= Fragmento =
Al interior de este complejo panorama y con una penetrante “conciencia crítica”, en su última propuesta, Sara Gómez enfoca el carácter iluminista con que la Revolución, en sus primeras dos décadas, envuelta en un aura de progreso y superación histórica, problematizó la marginalidad y su relación con índices de la idiosincrasia del cubano. Aunque temáticamente De cierta manera tiende a priorizar la condición de la marginalidad en el marco de transformaciones entonces en marcha, el discurso problematiza también actitudes y modos de vida asociados a lo marginal que no emergen necesariamente de una situación económica precaria o de condiciones desfavorables de pobreza, sino de una ascendencia étnica, religiosa o cultural que, si bien modula el acento de la idiosincrasia del cubano, para ese instante entraba en contradicción con la imagen que se proponía del “hombre nuevo” (3).
Como era apreciable en muchos de sus películas anteriores a De cierta manera, Sara Gómez detectó la marginalidad como un centro problemático para el proyecto social de la Revolución. Después de 1959, la educación y el trabajo fueron enarbolados, de inmediato, por la política revolucionaria como pilares para la construcción de la nueva sociedad; consecuentemente, devinieron la vía de solución al problema de la marginalidad. De bateyes (1971), Mi aporte (1972), Sobre horas extras y trabajo voluntario, documentales dirigidos por Sara Gómez pocos años antes de De cierta manera, meditan sobre el papel del trabajo (y del trabajador como resultado de un proceso de subjetivación) en la construcción de la utopía socialista. Hacia finales de la década del sesenta se había promulgado ya la Ley del Servicio Militar, se había emprendido la Ofensiva Revolucionaria, y hacia principios de la década siguiente se instauraría la Ley contra la Vagancia, todo lo cual respondía a un pensamiento que —como se lee en una edición de la época del periódico Granma—, dictaba que
“El socialismo y el comunismo no son espontáneos. Se llega a estas etapas superiores del desarrollo social siguiendo una política y una orientación correctas. El hecho de que en un país triunfe la revolución y se proclame la intención de edificar la nueva sociedad, no garantiza de por sí que esto llegue a ser realidad. Para llegar al socialismo y el comunismo es necesario combinar dos factores esenciales: el desarrollo de un hombre nuevo con una actitud nueva ante la vida; y el avance de la técnica capaz de multiplicar la productividad y gestar la abundancia de bienes” (4).

= Datos mostrados =
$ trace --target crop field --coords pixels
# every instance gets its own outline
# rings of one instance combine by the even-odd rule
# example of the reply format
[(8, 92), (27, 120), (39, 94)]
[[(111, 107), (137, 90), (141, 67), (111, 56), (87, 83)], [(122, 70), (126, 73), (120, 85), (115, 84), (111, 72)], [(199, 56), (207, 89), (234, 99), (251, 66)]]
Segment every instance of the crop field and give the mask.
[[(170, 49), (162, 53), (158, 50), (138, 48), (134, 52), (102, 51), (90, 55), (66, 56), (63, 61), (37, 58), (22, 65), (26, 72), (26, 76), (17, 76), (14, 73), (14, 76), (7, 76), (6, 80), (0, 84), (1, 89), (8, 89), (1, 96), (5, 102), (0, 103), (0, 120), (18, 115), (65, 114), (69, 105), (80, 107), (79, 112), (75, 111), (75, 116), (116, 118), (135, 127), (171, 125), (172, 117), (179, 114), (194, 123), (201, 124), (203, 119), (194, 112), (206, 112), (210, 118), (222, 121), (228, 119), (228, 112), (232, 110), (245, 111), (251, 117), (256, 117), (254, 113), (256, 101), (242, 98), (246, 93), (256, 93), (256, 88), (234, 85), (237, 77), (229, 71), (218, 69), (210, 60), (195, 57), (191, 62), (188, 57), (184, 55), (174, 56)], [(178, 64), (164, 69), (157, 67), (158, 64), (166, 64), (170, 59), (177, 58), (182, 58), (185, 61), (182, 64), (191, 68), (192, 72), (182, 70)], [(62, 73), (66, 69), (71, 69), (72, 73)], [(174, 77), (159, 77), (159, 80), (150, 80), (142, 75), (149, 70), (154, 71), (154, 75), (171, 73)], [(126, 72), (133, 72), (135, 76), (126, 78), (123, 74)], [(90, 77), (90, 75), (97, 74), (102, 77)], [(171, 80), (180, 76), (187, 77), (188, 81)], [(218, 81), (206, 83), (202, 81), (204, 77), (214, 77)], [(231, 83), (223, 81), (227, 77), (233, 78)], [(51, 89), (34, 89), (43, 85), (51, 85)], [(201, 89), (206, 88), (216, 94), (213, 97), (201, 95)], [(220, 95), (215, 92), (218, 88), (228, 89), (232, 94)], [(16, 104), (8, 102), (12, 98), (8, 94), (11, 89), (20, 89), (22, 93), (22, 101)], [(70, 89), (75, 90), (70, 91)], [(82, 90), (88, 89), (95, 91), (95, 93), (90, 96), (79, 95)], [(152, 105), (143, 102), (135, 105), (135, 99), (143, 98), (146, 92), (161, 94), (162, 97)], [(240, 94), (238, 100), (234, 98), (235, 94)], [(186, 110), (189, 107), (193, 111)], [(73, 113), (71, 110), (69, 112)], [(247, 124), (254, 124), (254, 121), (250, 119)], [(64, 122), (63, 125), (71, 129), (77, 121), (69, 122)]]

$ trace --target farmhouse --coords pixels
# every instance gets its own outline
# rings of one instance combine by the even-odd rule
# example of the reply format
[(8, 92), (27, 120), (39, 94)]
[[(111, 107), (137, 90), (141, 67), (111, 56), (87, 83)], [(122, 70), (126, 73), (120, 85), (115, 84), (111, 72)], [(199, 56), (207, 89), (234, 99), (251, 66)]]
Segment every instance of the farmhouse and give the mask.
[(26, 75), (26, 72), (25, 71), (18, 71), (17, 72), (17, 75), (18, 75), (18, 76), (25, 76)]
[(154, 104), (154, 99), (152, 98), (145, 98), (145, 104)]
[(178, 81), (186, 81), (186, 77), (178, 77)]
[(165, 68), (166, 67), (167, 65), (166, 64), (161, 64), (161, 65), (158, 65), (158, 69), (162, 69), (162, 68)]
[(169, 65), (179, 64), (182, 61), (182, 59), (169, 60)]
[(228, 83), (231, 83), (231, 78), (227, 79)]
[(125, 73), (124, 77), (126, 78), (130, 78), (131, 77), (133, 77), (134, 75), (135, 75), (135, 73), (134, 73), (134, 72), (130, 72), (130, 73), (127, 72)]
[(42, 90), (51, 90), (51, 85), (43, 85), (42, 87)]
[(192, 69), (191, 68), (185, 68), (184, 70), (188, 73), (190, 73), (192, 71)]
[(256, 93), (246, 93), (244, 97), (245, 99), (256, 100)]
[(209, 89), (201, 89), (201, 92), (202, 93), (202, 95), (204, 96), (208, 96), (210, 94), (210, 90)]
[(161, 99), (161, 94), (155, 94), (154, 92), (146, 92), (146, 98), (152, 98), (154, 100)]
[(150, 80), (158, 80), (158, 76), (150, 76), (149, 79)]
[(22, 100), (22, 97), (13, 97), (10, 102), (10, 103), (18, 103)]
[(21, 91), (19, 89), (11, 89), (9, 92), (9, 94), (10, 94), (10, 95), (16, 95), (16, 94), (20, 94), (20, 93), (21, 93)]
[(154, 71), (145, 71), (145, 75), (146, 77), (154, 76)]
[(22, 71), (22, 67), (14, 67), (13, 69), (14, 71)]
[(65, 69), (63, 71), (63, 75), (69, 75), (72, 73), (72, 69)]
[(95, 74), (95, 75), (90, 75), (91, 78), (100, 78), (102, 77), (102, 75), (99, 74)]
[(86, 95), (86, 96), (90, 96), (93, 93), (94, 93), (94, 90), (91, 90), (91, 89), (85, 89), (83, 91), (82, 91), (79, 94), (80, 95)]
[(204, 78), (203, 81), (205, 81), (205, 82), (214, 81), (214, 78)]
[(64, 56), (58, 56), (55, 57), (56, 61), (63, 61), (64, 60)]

= Problema planteado =
Imprime completo y sin ningún cambio el fragmento sobre Sara Gómez y la marginalidad. Para responder, apóyate solo en el fragmento.

= Resultado esperado =
Al interior de este complejo panorama y con una penetrante “conciencia crítica”, en su última propuesta, Sara Gómez enfoca el carácter iluminista con que la Revolución, en sus primeras dos décadas, envuelta en un aura de progreso y superación histórica, problematizó la marginalidad y su relación con índices de la idiosincrasia del cubano. Aunque temáticamente De cierta manera tiende a priorizar la condición de la marginalidad en el marco de transformaciones entonces en marcha, el discurso problematiza también actitudes y modos de vida asociados a lo marginal que no emergen necesariamente de una situación económica precaria o de condiciones desfavorables de pobreza, sino de una ascendencia étnica, religiosa o cultural que, si bien modula el acento de la idiosincrasia del cubano, para ese instante entraba en contradicción con la imagen que se proponía del “hombre nuevo” (3).
Como era apreciable en muchos de sus películas anteriores a De cierta manera, Sara Gómez detectó la marginalidad como un centro problemático para el proyecto social de la Revolución. Después de 1959, la educación y el trabajo fueron enarbolados, de inmediato, por la política revolucionaria como pilares para la construcción de la nueva sociedad; consecuentemente, devinieron la vía de solución al problema de la marginalidad. De bateyes (1971), Mi aporte (1972), Sobre horas extras y trabajo voluntario, documentales dirigidos por Sara Gómez pocos años antes de De cierta manera, meditan sobre el papel del trabajo (y del trabajador como resultado de un proceso de subjetivación) en la construcción de la utopía socialista. Hacia finales de la década del sesenta se había promulgado ya la Ley del Servicio Militar, se había emprendido la Ofensiva Revolucionaria, y hacia principios de la década siguiente se instauraría la Ley contra la Vagancia, todo lo cual respondía a un pensamiento que —como se lee en una edición de la época del periódico Granma—, dictaba que
“El socialismo y el comunismo no son espontáneos. Se llega a estas etapas superiores del desarrollo social siguiendo una política y una orientación correctas. El hecho de que en un país triunfe la revolución y se proclame la intención de edificar la nueva sociedad, no garantiza de por sí que esto llegue a ser realidad. Para llegar al socialismo y el comunismo es necesario combinar dos factores esenciales: el desarrollo de un hombre nuevo con una actitud nueva ante la vida; y el avance de la técnica capaz de multiplicar la productividad y gestar la abundancia de bienes” (4).